- Task goal -
Copy the lines of the records below word for word. Start at the first line of the records and stop after the line that contains "xmin=205 ymin=110 xmax=256 ymax=222".

- Data supplied -
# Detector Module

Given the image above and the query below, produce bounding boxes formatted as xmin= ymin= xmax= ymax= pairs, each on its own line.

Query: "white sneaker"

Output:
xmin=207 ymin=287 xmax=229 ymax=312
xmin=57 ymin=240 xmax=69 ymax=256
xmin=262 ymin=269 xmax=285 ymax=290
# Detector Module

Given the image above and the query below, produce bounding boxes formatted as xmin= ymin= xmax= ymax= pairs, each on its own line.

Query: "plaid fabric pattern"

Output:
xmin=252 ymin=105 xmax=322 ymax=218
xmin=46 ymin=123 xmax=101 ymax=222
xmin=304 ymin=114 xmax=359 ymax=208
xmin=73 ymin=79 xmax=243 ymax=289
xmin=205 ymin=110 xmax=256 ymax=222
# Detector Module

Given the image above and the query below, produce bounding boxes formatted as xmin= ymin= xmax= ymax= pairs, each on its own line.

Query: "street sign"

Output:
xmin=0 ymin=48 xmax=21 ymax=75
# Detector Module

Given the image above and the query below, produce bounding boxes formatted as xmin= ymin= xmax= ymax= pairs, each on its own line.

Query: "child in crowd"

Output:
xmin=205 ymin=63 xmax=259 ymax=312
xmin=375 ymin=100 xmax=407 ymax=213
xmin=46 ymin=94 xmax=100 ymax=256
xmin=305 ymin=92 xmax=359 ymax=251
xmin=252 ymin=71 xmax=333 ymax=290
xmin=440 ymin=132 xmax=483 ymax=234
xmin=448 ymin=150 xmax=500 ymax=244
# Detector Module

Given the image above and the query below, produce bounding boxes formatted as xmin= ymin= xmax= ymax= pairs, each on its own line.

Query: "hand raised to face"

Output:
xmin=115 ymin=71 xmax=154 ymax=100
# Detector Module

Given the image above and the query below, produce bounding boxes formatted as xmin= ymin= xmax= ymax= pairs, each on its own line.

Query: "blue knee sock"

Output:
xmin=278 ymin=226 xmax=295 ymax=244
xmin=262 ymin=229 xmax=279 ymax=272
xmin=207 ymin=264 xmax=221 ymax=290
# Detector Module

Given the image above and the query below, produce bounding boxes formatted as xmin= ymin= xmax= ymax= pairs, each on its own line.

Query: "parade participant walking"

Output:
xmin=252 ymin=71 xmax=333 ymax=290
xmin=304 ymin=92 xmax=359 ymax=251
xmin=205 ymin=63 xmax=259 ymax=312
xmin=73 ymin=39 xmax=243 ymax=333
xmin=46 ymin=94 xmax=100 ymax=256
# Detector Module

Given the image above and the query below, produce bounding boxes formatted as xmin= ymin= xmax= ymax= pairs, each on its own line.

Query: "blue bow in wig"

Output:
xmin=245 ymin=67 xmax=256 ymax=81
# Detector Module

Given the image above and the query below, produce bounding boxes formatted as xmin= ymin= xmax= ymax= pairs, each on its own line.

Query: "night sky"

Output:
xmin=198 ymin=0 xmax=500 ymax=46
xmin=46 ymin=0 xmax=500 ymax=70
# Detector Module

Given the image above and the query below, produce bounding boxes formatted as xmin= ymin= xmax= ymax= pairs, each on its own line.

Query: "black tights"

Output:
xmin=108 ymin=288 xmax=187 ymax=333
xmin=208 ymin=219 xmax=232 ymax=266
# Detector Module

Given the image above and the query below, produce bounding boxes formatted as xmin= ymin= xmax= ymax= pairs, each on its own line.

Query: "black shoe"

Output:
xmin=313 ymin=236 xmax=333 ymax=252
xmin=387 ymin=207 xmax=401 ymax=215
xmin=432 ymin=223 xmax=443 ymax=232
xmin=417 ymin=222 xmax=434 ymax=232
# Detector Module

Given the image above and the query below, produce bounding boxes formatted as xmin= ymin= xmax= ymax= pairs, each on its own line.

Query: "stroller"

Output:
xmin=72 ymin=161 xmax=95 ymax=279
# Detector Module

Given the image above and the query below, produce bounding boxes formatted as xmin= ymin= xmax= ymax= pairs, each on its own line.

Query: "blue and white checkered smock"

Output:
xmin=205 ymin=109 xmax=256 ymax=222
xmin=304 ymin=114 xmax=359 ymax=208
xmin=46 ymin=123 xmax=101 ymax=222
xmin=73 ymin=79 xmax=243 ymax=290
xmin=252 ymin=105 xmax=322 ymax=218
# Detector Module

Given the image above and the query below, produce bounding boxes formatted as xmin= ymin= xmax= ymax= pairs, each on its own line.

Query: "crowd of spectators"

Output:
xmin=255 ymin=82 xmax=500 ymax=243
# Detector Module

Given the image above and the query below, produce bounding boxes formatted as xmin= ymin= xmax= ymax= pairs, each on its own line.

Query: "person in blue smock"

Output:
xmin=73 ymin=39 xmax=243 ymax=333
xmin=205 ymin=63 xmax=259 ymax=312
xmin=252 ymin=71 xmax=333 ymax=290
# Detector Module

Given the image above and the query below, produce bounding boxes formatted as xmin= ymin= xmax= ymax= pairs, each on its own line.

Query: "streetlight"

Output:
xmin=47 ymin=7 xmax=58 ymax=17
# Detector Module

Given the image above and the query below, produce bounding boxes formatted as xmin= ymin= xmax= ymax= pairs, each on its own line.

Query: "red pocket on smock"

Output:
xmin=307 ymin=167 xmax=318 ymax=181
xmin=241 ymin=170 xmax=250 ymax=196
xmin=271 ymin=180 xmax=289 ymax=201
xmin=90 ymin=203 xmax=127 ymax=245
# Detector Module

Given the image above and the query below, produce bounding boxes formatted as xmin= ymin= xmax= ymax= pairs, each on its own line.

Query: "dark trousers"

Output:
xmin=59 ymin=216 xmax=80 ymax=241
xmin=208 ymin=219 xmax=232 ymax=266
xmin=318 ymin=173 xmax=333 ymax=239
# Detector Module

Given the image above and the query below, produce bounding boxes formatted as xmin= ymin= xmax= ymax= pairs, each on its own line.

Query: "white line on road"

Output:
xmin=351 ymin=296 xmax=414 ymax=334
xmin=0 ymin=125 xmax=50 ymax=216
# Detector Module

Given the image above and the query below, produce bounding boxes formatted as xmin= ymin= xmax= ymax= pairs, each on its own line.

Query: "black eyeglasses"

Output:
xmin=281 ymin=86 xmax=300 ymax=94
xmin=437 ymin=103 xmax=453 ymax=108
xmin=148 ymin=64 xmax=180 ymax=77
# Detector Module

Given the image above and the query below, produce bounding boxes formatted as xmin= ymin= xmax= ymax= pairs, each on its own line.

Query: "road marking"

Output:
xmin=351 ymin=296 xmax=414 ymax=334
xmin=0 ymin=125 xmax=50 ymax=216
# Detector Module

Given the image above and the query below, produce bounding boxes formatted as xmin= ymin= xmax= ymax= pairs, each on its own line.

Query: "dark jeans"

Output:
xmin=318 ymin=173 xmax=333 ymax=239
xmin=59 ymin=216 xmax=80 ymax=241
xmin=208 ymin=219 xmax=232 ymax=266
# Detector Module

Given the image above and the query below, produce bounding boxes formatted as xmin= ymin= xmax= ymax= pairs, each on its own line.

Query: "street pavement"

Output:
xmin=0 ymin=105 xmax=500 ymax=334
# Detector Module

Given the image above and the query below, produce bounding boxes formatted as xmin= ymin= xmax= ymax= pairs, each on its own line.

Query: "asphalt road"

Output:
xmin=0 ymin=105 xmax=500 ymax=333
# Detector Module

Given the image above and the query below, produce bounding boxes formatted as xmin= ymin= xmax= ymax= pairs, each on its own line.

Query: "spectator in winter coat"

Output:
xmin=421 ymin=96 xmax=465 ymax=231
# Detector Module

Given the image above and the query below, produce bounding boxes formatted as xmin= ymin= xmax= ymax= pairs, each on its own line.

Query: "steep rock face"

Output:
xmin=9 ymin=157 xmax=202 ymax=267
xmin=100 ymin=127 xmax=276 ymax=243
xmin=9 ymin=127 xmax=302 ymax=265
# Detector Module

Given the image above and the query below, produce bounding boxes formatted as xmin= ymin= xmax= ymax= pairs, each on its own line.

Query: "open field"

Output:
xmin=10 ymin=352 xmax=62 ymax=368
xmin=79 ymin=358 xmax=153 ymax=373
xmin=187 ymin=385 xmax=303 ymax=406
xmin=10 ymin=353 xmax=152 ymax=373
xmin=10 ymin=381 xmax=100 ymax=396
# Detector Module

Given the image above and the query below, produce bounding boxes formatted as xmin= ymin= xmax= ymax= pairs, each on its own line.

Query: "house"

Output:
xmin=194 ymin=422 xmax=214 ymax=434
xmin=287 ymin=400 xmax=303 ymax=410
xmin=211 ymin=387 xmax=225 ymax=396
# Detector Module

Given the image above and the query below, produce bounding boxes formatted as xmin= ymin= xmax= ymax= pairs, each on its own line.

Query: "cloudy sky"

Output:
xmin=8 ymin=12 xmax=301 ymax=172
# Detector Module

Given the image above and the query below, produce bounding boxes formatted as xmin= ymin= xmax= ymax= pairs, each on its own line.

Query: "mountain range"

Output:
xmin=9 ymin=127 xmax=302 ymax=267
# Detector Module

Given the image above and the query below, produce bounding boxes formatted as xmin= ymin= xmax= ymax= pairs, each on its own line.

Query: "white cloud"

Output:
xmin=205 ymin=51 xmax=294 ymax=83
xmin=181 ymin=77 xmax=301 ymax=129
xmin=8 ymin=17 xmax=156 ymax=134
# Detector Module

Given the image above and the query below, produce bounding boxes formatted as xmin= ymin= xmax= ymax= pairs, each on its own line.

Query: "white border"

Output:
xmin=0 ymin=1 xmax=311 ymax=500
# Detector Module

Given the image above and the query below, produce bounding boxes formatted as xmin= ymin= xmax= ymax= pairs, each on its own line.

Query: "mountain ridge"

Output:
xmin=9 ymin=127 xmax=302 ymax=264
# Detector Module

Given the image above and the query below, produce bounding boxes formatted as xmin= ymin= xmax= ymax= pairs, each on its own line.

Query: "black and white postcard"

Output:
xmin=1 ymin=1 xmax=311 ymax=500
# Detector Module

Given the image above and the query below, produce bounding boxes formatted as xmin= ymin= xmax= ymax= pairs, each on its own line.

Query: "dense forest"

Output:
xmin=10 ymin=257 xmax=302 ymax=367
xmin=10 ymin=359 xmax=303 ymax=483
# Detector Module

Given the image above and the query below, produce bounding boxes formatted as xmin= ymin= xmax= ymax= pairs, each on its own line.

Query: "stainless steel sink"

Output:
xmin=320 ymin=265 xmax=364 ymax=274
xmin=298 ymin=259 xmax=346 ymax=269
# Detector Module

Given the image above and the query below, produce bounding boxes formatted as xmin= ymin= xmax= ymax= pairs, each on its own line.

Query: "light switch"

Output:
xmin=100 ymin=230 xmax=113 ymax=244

- Solution below -
# Detector Module

Given the image above and the query below, produce bounding boxes formatted as xmin= ymin= xmax= ymax= pairs, each on its own line.

Query: "white sneaker"

Output:
xmin=207 ymin=287 xmax=229 ymax=312
xmin=57 ymin=240 xmax=69 ymax=256
xmin=262 ymin=269 xmax=285 ymax=290
# Detector Module

Given the image above and the query below, produce bounding boxes formatted as xmin= ymin= xmax= ymax= pairs, each on its own line.

Query: "plaid fabric pattern"

Output:
xmin=252 ymin=105 xmax=322 ymax=218
xmin=46 ymin=123 xmax=101 ymax=222
xmin=304 ymin=114 xmax=359 ymax=208
xmin=73 ymin=79 xmax=243 ymax=289
xmin=205 ymin=110 xmax=256 ymax=222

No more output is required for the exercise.